╭─ Supplied material

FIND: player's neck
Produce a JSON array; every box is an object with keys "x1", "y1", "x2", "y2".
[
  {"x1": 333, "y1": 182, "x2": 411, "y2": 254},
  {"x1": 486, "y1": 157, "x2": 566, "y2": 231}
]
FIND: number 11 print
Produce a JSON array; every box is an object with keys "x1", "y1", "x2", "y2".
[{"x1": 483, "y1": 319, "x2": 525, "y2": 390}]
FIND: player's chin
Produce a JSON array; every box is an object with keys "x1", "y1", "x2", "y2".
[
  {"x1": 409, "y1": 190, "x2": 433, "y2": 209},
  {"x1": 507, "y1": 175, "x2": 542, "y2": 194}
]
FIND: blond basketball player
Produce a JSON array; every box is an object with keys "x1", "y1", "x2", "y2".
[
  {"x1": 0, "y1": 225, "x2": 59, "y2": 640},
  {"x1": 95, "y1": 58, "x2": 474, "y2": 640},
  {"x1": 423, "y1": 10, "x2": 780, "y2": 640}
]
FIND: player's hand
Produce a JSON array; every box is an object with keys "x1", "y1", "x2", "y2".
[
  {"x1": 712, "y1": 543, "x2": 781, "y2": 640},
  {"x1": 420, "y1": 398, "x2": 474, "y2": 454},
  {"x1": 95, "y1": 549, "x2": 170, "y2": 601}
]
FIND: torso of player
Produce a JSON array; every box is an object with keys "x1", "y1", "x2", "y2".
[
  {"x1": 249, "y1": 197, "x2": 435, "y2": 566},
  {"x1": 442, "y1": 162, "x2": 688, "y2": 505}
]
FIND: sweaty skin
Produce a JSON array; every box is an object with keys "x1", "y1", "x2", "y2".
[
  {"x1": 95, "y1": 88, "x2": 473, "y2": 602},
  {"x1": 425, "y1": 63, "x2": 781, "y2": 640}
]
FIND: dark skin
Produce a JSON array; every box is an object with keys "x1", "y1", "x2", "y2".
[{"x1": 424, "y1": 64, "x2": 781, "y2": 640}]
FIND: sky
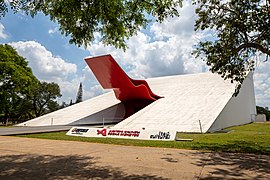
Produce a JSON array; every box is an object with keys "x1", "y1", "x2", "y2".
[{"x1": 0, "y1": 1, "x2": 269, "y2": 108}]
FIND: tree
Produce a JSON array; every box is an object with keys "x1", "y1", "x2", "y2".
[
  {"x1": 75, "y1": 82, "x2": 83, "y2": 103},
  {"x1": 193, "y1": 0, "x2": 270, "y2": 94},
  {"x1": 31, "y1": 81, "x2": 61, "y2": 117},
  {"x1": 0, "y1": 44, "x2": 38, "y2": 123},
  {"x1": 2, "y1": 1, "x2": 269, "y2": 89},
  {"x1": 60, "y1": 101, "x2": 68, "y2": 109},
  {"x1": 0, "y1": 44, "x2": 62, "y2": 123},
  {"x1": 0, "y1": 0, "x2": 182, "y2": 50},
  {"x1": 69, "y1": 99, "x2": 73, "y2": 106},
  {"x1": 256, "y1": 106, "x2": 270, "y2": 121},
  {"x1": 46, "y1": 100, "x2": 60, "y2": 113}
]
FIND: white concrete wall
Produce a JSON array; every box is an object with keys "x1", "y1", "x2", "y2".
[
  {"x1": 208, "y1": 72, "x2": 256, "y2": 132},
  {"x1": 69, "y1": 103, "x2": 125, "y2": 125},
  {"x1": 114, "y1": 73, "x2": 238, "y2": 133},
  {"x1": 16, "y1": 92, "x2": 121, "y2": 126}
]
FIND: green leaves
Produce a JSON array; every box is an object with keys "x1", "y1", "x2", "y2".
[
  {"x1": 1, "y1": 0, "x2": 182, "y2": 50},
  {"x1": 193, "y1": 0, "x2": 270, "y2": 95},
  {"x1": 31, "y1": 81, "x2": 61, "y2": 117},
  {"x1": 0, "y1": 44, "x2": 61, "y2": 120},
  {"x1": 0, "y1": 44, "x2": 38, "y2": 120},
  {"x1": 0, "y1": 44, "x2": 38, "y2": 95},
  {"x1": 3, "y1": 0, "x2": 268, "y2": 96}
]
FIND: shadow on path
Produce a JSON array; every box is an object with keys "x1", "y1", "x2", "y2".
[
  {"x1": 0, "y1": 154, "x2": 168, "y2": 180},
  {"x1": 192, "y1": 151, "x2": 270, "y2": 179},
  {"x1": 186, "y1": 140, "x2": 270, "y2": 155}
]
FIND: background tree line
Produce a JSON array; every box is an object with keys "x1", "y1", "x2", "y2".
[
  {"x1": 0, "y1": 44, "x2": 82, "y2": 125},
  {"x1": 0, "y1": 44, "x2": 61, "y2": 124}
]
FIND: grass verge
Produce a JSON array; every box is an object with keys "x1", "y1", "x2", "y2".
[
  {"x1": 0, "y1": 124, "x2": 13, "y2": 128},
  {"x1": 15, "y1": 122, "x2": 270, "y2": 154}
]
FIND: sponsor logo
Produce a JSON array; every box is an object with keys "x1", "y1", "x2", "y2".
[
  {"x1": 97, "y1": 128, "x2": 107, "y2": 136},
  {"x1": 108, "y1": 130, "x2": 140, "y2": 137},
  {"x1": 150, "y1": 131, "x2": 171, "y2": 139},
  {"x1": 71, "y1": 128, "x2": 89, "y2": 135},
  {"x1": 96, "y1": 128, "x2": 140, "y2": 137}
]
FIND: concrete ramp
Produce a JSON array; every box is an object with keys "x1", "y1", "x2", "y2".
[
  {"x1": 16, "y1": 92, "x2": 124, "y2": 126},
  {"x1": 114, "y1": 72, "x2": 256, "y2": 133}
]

╰─
╭─ Supplied material

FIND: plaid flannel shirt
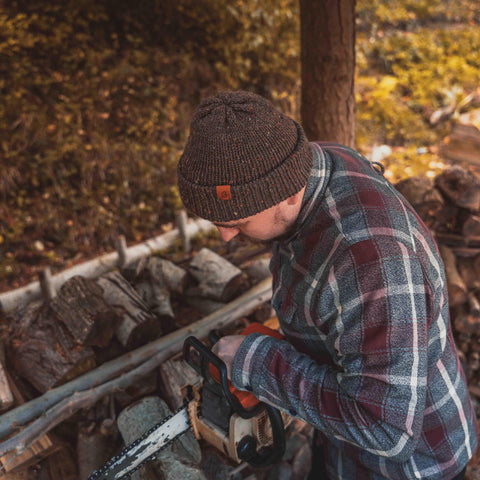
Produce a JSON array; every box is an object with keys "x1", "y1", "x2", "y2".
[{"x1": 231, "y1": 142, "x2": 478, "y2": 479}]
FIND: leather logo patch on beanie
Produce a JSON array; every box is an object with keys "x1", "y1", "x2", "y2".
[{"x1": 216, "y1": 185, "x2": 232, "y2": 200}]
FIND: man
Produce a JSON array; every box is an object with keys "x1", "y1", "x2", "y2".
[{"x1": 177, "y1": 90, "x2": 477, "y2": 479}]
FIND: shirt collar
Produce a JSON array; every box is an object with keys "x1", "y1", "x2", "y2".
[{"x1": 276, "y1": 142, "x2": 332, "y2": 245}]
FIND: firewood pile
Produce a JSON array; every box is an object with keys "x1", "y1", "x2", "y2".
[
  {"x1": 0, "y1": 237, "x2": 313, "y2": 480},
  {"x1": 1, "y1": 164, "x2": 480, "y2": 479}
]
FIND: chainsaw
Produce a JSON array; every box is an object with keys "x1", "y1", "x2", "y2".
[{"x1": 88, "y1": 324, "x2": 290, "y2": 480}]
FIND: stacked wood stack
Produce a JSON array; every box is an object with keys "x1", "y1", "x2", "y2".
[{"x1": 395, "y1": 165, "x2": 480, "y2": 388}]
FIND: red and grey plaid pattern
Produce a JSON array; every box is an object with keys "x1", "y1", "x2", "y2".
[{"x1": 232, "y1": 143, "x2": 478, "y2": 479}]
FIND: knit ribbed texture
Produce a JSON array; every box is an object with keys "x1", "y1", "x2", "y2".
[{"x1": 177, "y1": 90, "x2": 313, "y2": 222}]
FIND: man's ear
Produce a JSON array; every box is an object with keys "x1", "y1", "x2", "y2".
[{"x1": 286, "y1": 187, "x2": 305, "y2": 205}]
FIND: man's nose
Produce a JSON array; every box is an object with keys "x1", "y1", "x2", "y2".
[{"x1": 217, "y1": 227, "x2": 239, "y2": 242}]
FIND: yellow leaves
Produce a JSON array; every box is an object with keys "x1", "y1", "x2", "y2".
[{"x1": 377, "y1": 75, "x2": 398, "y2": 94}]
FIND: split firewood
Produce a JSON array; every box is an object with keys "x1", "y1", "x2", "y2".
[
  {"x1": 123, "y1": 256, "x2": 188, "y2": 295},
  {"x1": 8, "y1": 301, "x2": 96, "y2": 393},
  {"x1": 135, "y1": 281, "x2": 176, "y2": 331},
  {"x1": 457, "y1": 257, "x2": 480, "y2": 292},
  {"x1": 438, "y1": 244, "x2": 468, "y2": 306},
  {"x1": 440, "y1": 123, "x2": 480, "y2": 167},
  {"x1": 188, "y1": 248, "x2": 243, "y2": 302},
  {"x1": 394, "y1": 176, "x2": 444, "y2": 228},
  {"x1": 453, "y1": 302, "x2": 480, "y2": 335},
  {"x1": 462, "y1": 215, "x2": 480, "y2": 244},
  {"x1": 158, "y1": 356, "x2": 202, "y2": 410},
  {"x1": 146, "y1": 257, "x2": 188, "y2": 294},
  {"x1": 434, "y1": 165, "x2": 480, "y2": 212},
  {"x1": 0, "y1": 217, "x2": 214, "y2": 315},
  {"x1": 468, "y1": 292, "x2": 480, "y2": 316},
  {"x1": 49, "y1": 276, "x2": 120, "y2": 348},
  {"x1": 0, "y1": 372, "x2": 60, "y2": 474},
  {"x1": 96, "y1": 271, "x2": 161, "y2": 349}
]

╰─

[The task]
Among the entries above, copy exactly only the lines starting with the one containing "FIND: man's nose" and going through the one containing "FIND: split firewood", both ends included.

[Written solution]
FIND: man's nose
Produce a JSON array; every box is an object with keys "x1", "y1", "x2", "y2".
[{"x1": 217, "y1": 227, "x2": 239, "y2": 242}]
FIND: yellow leaves
Produce a JSON array; every box is an object with keys "x1", "y1", "x2", "y2".
[{"x1": 377, "y1": 75, "x2": 398, "y2": 94}]
FIND: split firewood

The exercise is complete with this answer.